• WHAT YOU NEED TO DO: With pictures omitted, output the records below exactly as they appear.

[RECORDS SHOWN — start]

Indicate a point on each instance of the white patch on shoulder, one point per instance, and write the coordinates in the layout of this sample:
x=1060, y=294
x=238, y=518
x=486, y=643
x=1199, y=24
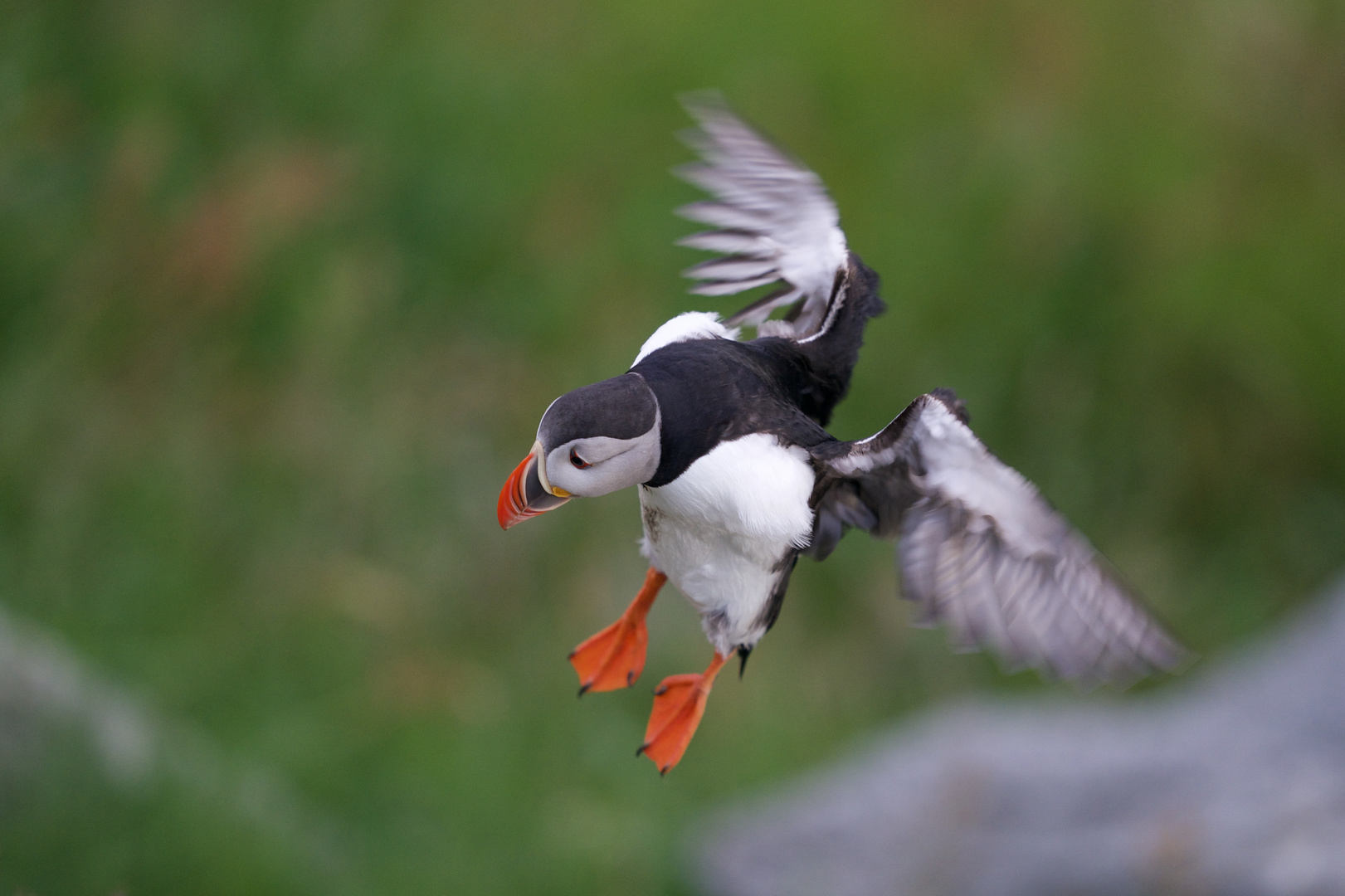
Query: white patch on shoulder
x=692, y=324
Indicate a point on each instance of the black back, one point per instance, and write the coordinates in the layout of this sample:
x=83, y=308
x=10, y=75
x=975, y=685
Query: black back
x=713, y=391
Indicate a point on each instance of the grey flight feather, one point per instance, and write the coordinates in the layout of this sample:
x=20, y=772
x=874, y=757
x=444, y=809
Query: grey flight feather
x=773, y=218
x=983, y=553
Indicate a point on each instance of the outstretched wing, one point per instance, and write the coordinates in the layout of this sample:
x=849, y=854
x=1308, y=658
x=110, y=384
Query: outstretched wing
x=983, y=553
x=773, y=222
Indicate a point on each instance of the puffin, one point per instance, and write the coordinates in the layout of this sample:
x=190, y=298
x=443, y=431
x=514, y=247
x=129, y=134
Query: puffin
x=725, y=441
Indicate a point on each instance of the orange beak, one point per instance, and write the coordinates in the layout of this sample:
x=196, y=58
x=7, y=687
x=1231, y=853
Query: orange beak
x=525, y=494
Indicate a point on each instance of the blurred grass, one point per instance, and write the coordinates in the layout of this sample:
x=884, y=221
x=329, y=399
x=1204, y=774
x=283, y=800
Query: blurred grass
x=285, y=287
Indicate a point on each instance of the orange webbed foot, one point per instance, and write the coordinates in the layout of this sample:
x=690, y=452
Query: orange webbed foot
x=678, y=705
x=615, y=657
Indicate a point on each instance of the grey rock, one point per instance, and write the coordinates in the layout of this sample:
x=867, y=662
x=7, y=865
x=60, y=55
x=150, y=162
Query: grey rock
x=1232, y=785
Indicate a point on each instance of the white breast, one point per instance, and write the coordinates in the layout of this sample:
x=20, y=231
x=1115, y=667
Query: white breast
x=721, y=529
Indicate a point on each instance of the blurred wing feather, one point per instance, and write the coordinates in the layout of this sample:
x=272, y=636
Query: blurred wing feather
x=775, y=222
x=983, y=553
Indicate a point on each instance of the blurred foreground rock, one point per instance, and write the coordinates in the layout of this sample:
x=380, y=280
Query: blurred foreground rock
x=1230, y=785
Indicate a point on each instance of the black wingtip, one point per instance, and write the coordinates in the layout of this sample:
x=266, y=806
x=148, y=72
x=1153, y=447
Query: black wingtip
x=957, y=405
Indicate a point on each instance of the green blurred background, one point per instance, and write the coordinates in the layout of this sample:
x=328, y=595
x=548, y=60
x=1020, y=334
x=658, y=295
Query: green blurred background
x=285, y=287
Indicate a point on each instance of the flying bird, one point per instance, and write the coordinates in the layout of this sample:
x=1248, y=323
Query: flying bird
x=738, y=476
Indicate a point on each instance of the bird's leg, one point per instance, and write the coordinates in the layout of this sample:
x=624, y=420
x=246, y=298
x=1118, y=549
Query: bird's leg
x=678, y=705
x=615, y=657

[RECORDS SHOWN — finish]

• EXERCISE RESULT:
Indicate a point on each instance of the white patch on shoulder, one point per instance, and write the coordinates in the layout of this sample:
x=1060, y=294
x=238, y=518
x=486, y=643
x=1199, y=24
Query: white patch on shoulder
x=692, y=324
Indicate a point on each instance of the black back, one point per instance, and write the coordinates in the layout of this sample:
x=83, y=308
x=10, y=75
x=975, y=685
Query: black back
x=713, y=391
Indicate a point on each instance of the grey flight feather, one point per instance, and write the coordinates in the layout of this sample:
x=20, y=772
x=874, y=757
x=444, y=809
Query: grey flight feather
x=773, y=218
x=983, y=553
Indicate a point on each instance of the outstretched wing, one point per instance, and write the coordinates in the layout of this sample:
x=849, y=854
x=1308, y=658
x=110, y=384
Query: outstretched wing
x=983, y=553
x=773, y=222
Indicate a point on each instance of the puffin, one point per instance, and write the coordinates in the layout of this sample:
x=190, y=298
x=443, y=431
x=514, y=247
x=129, y=134
Query: puffin
x=725, y=441
Indicate a point on each instance of the orange beak, one point per instance, and write the coordinates in the layout of this sample:
x=196, y=58
x=7, y=687
x=1231, y=853
Query: orange beak
x=525, y=494
Indicate a point on each instance of the blurred grass, one point per instance, and write the coordinates in the layout of this sample:
x=884, y=221
x=329, y=399
x=1204, y=774
x=283, y=800
Query: blurred grass
x=285, y=287
Indicate a point on each instance of the orange webbed foot, one point per instance, and write the coordinates in the layout of this sample:
x=690, y=452
Query: orange webbed foot
x=678, y=705
x=615, y=657
Indicate a point on each instance of the grey rock, one point per instance, and write the coordinates in the layout of this sample:
x=867, y=662
x=7, y=865
x=60, y=55
x=150, y=162
Query: grey rock
x=1232, y=785
Indicate a point on each instance of the white breast, one point per instance, and write the coordinates in the layout of this sample:
x=20, y=231
x=1115, y=667
Query: white breast
x=721, y=529
Indicate a point on each instance of the blurred wing feather, one point per instance, and write the coordinates in the layout of this sample:
x=272, y=636
Query: blurred wing feather
x=775, y=222
x=983, y=553
Indicate a point on each instance of the blurred foreground rock, one point per instance, and write the coordinates in the layout of this sample:
x=380, y=280
Query: blurred foreground rock
x=1230, y=785
Indicate a point on each instance of the black wingtip, one point per instance, and write the coordinates in the layout of this sample:
x=266, y=806
x=148, y=72
x=1153, y=447
Query: black wingtip
x=957, y=405
Indicate a point on each instance of the green blurred background, one point per instance, and write the coordinates in the layout of this sample:
x=328, y=595
x=548, y=60
x=1020, y=334
x=658, y=295
Query: green blurred background
x=285, y=287
Indicate a point on each instance of the flying bird, one point per instance, and write the coordinates in the layout of this sample:
x=1248, y=323
Query: flying bird
x=738, y=476
Indicate a point on each instance of the bird's leg, one point per instance, and write the coordinates in the layout of this sample:
x=624, y=420
x=246, y=298
x=1118, y=549
Query: bird's leg
x=678, y=705
x=615, y=657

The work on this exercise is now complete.